◆ Exercise aim: When you retype the entries, keep each one exact and leave out the pictures.

◆ Listed entries:
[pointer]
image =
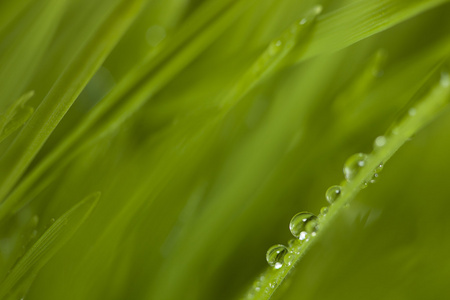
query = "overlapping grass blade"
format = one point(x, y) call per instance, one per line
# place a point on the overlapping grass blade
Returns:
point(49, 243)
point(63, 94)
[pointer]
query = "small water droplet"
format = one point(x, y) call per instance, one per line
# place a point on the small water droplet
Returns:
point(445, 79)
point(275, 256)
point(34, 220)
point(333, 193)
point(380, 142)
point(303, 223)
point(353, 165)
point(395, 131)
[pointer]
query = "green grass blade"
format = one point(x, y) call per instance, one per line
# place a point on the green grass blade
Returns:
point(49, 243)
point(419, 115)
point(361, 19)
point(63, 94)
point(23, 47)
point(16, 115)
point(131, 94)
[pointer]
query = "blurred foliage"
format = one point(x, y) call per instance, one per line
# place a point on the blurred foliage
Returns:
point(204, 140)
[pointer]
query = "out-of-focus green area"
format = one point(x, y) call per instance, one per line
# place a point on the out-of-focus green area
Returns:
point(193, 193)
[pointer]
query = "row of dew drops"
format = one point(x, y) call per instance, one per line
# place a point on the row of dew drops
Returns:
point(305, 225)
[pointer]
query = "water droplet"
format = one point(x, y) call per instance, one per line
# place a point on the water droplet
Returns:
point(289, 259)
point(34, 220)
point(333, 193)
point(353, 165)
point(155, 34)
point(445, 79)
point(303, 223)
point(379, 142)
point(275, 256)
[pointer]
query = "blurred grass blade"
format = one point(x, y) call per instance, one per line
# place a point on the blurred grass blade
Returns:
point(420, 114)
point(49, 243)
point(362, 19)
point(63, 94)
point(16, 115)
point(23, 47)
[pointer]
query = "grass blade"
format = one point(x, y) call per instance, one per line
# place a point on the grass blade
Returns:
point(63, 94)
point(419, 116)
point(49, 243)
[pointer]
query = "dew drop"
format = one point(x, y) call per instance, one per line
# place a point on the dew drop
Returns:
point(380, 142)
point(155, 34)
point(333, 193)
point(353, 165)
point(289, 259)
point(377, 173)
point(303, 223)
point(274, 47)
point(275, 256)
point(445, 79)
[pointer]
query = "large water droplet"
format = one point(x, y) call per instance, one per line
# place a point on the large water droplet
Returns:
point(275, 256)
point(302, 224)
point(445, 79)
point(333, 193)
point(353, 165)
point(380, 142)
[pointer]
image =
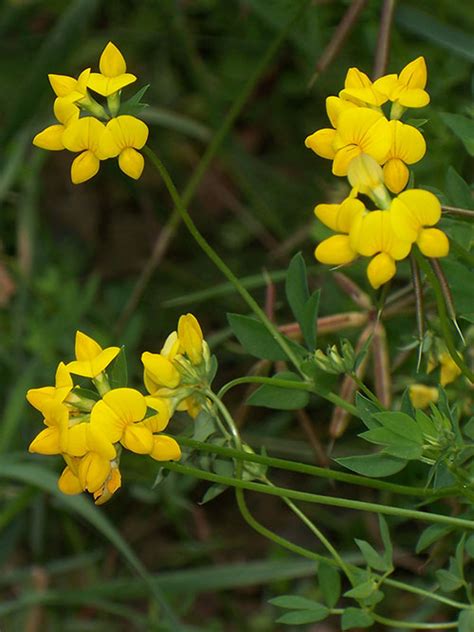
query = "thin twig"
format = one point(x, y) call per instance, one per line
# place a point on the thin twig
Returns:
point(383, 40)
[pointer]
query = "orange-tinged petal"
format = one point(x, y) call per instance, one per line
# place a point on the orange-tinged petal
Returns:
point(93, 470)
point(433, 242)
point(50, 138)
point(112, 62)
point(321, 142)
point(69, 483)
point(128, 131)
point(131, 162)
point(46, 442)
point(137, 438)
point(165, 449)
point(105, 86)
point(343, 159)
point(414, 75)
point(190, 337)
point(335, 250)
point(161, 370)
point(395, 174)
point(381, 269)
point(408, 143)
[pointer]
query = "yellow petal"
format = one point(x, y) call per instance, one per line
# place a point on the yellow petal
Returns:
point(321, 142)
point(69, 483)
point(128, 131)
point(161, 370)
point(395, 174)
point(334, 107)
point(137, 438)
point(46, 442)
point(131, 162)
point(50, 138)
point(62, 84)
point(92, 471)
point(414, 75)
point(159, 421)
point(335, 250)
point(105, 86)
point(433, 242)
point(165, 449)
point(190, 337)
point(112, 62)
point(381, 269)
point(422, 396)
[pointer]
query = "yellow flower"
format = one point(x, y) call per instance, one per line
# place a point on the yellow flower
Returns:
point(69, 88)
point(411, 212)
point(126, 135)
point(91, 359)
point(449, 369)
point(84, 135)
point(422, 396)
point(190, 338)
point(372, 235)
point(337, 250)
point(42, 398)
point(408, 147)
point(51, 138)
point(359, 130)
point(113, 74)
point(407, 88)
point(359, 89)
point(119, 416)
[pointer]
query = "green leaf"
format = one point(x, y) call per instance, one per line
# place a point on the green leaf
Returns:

◆ Exercise response:
[pointer]
image =
query = "overlapping grass blade"
format = one point(x, y) call per instance, one per line
# place a point on the overlapping grass blade
Returns:
point(49, 243)
point(63, 94)
[pointer]
query = "small water droplet"
format = one point(x, y) call per instance, one per line
# place a point on the small water droplet
Returns:
point(445, 79)
point(275, 256)
point(34, 220)
point(333, 193)
point(380, 142)
point(303, 223)
point(353, 165)
point(395, 131)
[pointer]
query = "green grass blade"
format = one point(x, y) call per instance, one per line
# place a point on the green grass blade
Returns:
point(49, 243)
point(419, 115)
point(361, 19)
point(63, 94)
point(23, 47)
point(16, 115)
point(131, 94)
[pointer]
query = "blurred foliage"
format = one point(x, y) call per instance, one per line
# place a point on the blurred foliage
Returns:
point(204, 140)
[pointer]
query = "out-of-focus green area"
format = one point(x, y) call per instance, one per line
# place a point on the out-of-focus green area
Returns:
point(193, 193)
[pointer]
query = "row of dew drops"
format = one point(x, y) call per instance, one per line
# place a point on the row of dew drops
Returns:
point(305, 225)
[pointer]
query = "water droplet"
format = one point(x, y) call per instance, one per line
# place a point on the water droplet
Returns:
point(289, 259)
point(34, 220)
point(333, 193)
point(353, 165)
point(155, 34)
point(445, 79)
point(303, 223)
point(379, 142)
point(275, 256)
[pointer]
query = "blurred grass blade"
format = one point(x, y) call per instance, one per line
# place a point on the blurred grass blade
Returns:
point(420, 114)
point(49, 243)
point(362, 19)
point(63, 94)
point(16, 115)
point(23, 47)
[pointer]
query = "grass blade"
format = one point(x, y) call per instance, one per line
# place a point on the grass blade
Returns:
point(63, 94)
point(419, 116)
point(49, 243)
[pointer]
query = "dew drop"
format = one point(x, y) call per instance, one per line
# place a point on the dew drop
Returns:
point(380, 142)
point(155, 34)
point(333, 193)
point(353, 165)
point(289, 259)
point(377, 173)
point(303, 223)
point(274, 47)
point(275, 256)
point(445, 79)
[pointer]
query = "large water droplet"
format = one point(x, y) call per instance, one per line
# place a point on the large water droplet
Returns:
point(275, 256)
point(302, 224)
point(445, 79)
point(333, 193)
point(353, 165)
point(380, 142)
[pointer]
image =
query = "thin twig"
format = one point(x, y) call per instance, one per line
# place a point on the thin twig
Returns:
point(383, 40)
[pointer]
query = "orange-tinged petal"
format = one point(x, y) call per instance, one per line
# place a point on the orange-tinged petal
Returns:
point(93, 470)
point(433, 242)
point(50, 138)
point(112, 62)
point(321, 142)
point(69, 483)
point(128, 131)
point(131, 162)
point(46, 442)
point(137, 438)
point(165, 449)
point(105, 86)
point(343, 159)
point(414, 75)
point(190, 337)
point(335, 250)
point(161, 370)
point(395, 174)
point(381, 269)
point(408, 143)
[pointer]
query = "yellow petal"
format = one point(x, y) call per instance, one per line
# place a point on the yellow petal
Returns:
point(321, 142)
point(69, 483)
point(128, 131)
point(161, 370)
point(395, 174)
point(334, 107)
point(137, 438)
point(46, 442)
point(131, 162)
point(50, 138)
point(62, 84)
point(92, 471)
point(414, 75)
point(159, 421)
point(335, 250)
point(105, 86)
point(433, 242)
point(165, 449)
point(190, 337)
point(112, 62)
point(381, 269)
point(422, 396)
[pointer]
query = "yellow flower"
format = one point(x, y) call per instance, one per line
# place a point on the yellow flower
Returns:
point(69, 88)
point(411, 212)
point(126, 135)
point(91, 359)
point(449, 369)
point(84, 135)
point(422, 396)
point(190, 338)
point(372, 235)
point(337, 250)
point(42, 398)
point(408, 147)
point(51, 138)
point(359, 130)
point(113, 74)
point(407, 88)
point(359, 89)
point(119, 416)
[pointer]
query = "green leaf"
format = one point(x, y) call per instance, one per line
# place a point on the green leaf
Returns:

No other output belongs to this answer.